Vietnam Heritage, March 2011 — In springtime, the Dao Tuy?n, a branch of the Dao ethnic minority in Lào Cai Province, in the mountainous northwest, usually have a singing festival. Groups of boys and girls, through singing and traditional games, look for their lovers.
At the end of the year, the Dao Tuy?n boys meet and choose villages that have girls they are interested in to invite them for a singing festival. Then they find a person in their village who knows a lot of songs and can sing well (usually called the singing master) to train them and write invitations to the girls. If the girls accept the invitations, the boys then start to practise. They choose those with beautiful voices to be the main singers and those with good responding skills to react to the girls’ singing. The boys walk to the forest and cut bamboo to make stilts. The stilts are always made in sets of two pairs because the boys also make them for the girls, with whom they will take part in a stilt-walking competition. On the girls’ side, an important job is to make còn balls. The còn balls are the size of a fist, made from cloth and stuffed with corn or rice. The players throw the balls through a ring tied high on a pole. The most beautiful còn balls are thrown first and their makers are respected and paid attention to.
The festival is opened with a worshiping ceremony at each of the villages’ shrines. A sorcerer burns incense, lights candles and gives offerings to the gods, asking them to chase away ghosts and protect the villagers. He or she also helps the festival run smoothly and helps the boys and girls with their relationships. The boys go to the girls’ village and sing at the village gate. The singing master of the girls’ village asks who is there to disturb the peace of the village, doing nothing and playing around. Then the boys sing back that it is not because they are lazy, but because the flowers are blossoming and spring is inviting.

→ **WORK INSTRUCTIONS**:
(1) Say whether each statement below agrees with the text about the Dao spring singing festival. Answer yes or no for each and quote the words from the text that decide it.
(a) The stilts are made in sets of two pairs.
(b) The còn balls are stuffed with sand.
(c) The girls go to the boys' village and sing at the village gate.
(2) Carry the text about the Dao spring singing festival further, picking up right after its final sentence.

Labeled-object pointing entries
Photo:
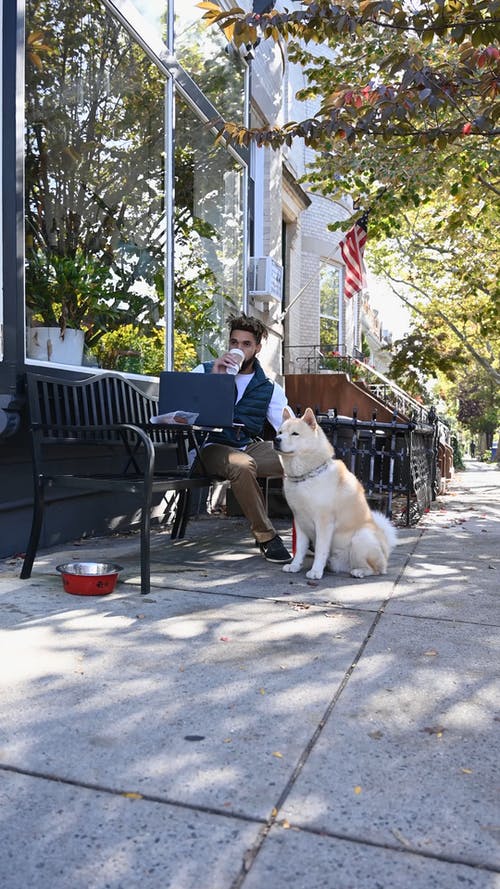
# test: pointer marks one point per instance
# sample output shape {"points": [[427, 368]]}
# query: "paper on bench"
{"points": [[178, 418]]}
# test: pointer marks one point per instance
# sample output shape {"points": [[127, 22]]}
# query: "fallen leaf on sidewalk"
{"points": [[399, 836], [433, 730]]}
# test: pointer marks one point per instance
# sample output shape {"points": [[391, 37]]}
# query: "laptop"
{"points": [[211, 396]]}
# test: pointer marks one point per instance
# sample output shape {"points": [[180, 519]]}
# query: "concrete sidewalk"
{"points": [[241, 727]]}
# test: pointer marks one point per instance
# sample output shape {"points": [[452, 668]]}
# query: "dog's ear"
{"points": [[310, 418]]}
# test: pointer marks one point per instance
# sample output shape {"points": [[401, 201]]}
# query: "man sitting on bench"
{"points": [[239, 454]]}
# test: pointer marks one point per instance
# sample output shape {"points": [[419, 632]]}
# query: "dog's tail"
{"points": [[386, 527]]}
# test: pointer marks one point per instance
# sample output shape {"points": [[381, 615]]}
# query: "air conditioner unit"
{"points": [[265, 279]]}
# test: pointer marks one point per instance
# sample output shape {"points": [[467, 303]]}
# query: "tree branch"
{"points": [[483, 362]]}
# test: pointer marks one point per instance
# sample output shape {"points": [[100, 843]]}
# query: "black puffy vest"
{"points": [[251, 410]]}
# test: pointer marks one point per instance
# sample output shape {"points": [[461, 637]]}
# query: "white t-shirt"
{"points": [[276, 405]]}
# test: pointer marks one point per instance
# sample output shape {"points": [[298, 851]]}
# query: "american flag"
{"points": [[352, 249]]}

→ **RESPONSES BY TASK**:
(1)
(a) Yes: "The stilts are always made in sets of two pairs because the boys also make them for the girls"
(b) No: "made from cloth and stuffed with corn or rice"
(c) No: "The boys go to the girls’ village and sing at the village gate."

(2)
After that, the singing master tells the girls to greet the boys and invite them into the village. The words of the singing master are repeated from one house to another and the girls step out of their houses to go to the village gate. However, they do not hurry and stand away from the boys. The boys continue to sing.
After the opening songs, the village patriarch or matriarch, the head of the village’s greatest clan and the singing master go out to greet the boys, and show their approval for the girls to join the festival. The girls and boys sing, throw còn balls, and afterwards go to the main playground, where there is space for games involving bamboo swings and other activities. Couples soon form and separate from the crowd. In the swing games the ones who do well are rewarded with wine. Those who like each other can form couples to play a swing game.
People bring food to the festival, and when meal time comes they sing to invite each other to eat. Afternoon is when games like stilt-walking and ‘find your lover’ take place. To play the find your-lover-game, everyone makes a circle with a couple surrounded inside. One is blindfolded and must find the other.
After dinner, the boys and girls make a fire. The singing during the night becomes slower and deeper. The boys sing melodic lyrics like: ‘I swear not to go anywhere far from the forest, hope mum and dad will accept us …’ and it lasts until dawn.
The patriarch or matriarch invites the boys and girls to go to the forest to pick vegetables, gather wood and go hunting to wish for luck. Then they go back to the house of the patriarch or matriarch and eat breakfast cooked with the vegetables they have found, in hope of prosperity and fullness for the village.
As the festival draws to an end, boys and girls give each other necklaces or bracelets and sing goodbye and words about meeting again the following year.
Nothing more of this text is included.